___ SOURCE DATA ___

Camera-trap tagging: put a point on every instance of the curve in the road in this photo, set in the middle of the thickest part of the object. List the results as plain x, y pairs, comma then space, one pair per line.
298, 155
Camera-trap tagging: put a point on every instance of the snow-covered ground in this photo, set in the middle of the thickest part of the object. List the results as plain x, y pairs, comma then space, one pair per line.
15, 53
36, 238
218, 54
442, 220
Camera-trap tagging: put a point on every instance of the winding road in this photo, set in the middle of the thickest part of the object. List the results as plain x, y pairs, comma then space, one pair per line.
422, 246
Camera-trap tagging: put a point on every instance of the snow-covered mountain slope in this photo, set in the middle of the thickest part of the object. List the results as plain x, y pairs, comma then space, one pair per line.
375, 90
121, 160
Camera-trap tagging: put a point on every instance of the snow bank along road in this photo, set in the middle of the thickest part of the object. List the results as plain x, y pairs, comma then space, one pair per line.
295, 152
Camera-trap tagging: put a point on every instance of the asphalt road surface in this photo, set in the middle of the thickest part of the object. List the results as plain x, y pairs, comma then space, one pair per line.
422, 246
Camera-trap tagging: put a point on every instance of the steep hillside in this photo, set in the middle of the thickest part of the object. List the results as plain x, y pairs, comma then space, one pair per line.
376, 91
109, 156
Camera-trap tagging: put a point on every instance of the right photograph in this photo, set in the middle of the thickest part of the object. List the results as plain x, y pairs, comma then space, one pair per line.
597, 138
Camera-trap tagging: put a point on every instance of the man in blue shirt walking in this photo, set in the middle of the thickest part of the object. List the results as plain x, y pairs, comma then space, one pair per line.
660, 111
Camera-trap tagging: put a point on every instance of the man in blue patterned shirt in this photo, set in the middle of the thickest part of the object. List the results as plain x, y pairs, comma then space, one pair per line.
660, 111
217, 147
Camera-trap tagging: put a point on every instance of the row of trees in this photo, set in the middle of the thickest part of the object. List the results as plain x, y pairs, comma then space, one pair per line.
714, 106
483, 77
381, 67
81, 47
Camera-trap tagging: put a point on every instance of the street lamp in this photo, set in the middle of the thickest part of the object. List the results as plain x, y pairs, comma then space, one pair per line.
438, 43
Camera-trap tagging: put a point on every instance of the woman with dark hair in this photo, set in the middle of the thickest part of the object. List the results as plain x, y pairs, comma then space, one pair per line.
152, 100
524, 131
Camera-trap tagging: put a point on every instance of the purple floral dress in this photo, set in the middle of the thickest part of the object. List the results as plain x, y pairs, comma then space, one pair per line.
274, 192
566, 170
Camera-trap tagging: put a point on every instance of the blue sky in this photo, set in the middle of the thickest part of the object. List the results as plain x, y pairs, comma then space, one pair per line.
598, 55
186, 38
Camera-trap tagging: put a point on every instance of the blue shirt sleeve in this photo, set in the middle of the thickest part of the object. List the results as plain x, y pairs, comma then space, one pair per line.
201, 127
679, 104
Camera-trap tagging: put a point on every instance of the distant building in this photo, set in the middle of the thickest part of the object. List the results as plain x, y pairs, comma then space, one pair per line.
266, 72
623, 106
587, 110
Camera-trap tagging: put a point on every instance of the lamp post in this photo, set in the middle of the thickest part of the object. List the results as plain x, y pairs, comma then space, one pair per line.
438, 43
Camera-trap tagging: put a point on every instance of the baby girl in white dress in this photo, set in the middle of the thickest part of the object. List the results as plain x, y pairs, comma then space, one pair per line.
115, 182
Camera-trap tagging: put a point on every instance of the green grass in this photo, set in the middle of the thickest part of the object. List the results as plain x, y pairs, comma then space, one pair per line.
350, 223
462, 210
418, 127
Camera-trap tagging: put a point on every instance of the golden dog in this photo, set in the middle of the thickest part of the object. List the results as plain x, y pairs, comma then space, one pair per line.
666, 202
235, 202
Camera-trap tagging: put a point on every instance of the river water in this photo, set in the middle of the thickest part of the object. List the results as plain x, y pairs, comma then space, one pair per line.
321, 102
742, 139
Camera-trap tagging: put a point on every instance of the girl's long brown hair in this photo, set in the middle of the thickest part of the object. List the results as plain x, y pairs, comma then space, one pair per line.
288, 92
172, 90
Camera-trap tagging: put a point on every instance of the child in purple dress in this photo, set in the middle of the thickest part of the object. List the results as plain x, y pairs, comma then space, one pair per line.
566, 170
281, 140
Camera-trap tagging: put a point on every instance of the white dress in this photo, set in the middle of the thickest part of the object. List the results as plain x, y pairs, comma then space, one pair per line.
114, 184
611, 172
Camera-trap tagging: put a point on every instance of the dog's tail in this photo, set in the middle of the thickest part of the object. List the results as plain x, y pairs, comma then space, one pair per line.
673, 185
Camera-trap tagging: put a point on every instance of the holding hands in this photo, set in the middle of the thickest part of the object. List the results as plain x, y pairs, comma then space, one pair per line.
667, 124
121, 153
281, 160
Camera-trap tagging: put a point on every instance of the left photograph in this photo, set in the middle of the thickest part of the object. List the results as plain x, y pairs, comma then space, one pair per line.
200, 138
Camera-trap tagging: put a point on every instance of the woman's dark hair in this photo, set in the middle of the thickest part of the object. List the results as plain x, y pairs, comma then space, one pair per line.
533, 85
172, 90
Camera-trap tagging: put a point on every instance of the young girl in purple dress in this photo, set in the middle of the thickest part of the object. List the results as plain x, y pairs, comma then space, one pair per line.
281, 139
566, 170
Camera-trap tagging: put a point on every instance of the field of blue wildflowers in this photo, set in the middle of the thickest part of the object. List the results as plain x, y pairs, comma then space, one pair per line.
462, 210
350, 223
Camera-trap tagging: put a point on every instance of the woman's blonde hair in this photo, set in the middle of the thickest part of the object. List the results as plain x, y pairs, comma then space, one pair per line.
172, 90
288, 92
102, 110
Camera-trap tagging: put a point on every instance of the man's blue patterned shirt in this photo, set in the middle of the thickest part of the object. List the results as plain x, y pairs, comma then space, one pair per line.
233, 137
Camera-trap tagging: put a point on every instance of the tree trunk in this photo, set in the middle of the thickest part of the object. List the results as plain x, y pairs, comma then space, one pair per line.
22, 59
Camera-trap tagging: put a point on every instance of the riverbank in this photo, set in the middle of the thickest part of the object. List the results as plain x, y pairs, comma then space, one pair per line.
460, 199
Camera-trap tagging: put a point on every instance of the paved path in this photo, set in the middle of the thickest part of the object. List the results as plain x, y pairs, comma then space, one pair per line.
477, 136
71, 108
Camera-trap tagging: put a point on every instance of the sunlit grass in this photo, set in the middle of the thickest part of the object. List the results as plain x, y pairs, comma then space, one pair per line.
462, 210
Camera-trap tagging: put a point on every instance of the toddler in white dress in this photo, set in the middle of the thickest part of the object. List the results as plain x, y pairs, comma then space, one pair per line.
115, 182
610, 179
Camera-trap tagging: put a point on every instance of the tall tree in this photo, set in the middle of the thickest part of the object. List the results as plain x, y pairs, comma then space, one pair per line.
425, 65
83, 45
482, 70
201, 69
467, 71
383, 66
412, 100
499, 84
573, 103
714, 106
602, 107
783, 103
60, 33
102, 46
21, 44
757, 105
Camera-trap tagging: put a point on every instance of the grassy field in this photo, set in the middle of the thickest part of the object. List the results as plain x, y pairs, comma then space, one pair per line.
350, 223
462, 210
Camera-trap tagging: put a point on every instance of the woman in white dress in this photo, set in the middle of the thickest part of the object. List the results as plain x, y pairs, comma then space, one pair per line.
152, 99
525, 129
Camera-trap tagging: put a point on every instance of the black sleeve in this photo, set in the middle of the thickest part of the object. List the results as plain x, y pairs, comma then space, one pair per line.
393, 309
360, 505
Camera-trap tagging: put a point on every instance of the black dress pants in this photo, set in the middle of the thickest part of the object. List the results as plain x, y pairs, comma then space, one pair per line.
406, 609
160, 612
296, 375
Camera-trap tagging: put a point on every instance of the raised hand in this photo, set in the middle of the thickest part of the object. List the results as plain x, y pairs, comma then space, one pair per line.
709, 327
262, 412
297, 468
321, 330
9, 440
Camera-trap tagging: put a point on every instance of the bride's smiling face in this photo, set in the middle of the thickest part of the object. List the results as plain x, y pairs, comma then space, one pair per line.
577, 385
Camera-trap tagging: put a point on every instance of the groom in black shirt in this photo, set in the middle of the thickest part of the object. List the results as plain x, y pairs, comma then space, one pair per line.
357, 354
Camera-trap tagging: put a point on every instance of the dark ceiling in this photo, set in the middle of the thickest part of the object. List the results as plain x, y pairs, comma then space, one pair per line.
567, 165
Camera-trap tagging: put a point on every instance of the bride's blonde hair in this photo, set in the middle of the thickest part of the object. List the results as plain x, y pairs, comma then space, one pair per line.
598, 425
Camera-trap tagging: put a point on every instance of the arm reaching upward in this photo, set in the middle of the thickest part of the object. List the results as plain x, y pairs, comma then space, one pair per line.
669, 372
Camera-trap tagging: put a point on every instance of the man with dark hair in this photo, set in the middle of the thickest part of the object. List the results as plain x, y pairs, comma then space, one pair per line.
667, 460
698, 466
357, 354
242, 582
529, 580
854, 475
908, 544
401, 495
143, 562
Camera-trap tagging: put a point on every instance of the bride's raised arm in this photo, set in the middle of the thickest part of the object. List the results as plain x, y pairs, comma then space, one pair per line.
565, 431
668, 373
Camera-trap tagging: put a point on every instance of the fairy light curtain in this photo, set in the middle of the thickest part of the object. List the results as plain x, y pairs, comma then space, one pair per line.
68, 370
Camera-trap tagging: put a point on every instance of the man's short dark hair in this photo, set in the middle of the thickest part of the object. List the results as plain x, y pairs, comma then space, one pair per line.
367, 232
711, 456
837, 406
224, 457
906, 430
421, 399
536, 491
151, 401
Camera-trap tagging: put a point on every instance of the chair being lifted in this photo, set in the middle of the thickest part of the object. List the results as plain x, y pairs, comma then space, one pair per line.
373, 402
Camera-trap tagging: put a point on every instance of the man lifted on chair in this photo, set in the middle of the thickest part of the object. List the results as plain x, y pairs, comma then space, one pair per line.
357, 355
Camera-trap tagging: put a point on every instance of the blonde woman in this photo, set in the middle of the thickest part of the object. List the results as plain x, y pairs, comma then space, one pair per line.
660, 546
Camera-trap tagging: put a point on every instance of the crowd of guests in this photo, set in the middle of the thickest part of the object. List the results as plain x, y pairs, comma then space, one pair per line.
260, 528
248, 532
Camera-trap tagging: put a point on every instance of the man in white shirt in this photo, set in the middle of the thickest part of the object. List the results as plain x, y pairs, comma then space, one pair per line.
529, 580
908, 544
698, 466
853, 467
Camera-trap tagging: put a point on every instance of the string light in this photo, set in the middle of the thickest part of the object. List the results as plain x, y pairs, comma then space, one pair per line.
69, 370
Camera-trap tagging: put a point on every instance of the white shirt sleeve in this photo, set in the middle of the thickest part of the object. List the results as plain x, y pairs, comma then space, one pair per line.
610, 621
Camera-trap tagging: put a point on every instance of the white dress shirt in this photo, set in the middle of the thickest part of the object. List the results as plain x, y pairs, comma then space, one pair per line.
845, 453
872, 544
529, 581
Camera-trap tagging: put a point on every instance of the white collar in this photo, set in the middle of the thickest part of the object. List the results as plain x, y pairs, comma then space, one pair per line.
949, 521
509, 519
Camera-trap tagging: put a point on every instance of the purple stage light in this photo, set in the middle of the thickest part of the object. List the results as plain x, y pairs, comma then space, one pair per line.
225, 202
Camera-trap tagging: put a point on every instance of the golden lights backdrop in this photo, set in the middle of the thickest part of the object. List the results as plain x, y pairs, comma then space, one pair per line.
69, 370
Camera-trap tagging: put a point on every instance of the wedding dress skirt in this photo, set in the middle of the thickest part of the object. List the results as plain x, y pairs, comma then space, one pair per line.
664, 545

___

Transcribe exactly, and only, the lines from the one bearing "in white shirt" through the last line of the entries, counting both.

● TASK RESULT:
Camera-trap tagging: put a point on every instance of the man in white shirt in this photo, set in the middle of the thickest part of the object. List the results as plain x, y pairs, comma then space, one pair per line.
529, 580
908, 544
698, 466
853, 467
Camera-trap tagging: put a point on every instance of the string light in this photo, set in the middle of the thickest part of the object. List the results as plain x, y pairs, comma then space, one pair per line.
69, 370
Camera-trap tagging: put a point on every instance of the white shirt sleeve in this photo, set in the middle of the thickest part of the object. List the results as plain x, y pairs, comma then space, one pair per line.
610, 621
Camera-trap tagging: put a point on every instance of the white dress shirt in this photo, set in the middle of the thickest part of the object. List the results as plain x, y pairs, comma then space, one pair per line.
845, 453
872, 544
529, 581
Camera-trap tagging: put a point on every instance of the white collar in this photo, set in the middle of the thickest part of the object. List the results as plain x, y pairs, comma then space, one pair per line.
949, 521
509, 519
Camera-trap tagging: put a point on every instance of the purple stage light in this photo, set in the middle of the thickest part of the object. List the results as plain x, y pairs, comma then space, one pair per line.
225, 202
Camera-trap tagging: put a point on every instance of the golden lights backdrop in this photo, set in the middle of the thickest part of the object. List the results as plain x, y pairs, comma then space, one pair per line.
69, 370
Camera-trap tagging: put a point on every instance of the wedding dress skirt in this photo, set in the middle of the thickest part of the object. List the results as plain x, y pairs, comma then space, one pair per line.
664, 545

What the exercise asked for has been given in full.